Segmentation mask data:
--- START ---

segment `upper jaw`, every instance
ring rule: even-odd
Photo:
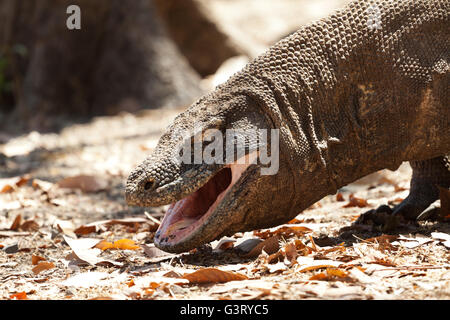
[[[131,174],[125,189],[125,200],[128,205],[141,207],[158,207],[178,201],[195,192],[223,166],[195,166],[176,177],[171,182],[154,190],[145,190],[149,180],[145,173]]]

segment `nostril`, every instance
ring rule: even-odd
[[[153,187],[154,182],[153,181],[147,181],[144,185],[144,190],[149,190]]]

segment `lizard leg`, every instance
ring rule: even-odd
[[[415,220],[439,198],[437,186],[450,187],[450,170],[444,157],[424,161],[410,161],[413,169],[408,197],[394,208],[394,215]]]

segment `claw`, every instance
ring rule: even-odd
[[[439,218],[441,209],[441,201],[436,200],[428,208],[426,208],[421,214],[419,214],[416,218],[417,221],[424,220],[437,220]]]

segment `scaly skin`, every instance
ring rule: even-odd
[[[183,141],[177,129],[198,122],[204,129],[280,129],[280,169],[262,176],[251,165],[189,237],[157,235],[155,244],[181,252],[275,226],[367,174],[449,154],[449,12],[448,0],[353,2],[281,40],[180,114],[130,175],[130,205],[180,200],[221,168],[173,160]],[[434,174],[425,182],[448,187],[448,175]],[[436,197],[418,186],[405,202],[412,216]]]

--- END ---
--- START ---

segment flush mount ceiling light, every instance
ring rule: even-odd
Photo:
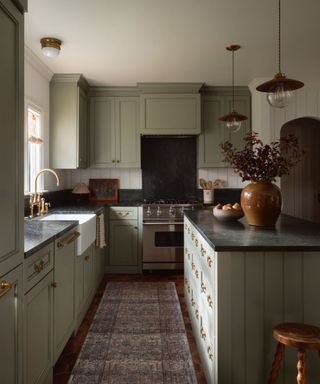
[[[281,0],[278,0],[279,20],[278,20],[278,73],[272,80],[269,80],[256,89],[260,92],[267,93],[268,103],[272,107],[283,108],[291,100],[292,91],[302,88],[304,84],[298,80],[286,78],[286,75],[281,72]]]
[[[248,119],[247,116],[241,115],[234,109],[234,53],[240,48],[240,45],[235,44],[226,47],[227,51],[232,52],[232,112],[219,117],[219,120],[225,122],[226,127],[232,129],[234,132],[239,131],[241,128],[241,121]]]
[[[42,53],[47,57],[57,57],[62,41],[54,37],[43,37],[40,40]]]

--- END ---

> Try it
If the string "instance" is in a line of the entries, pick that line out.

> The completed task
segment `upper jaw`, every instance
segment `nostril`, every instance
segment `lizard leg`, every instance
segment `claw`, every instance
segment `scaly skin`, every instance
segment flush mount ceiling light, every instance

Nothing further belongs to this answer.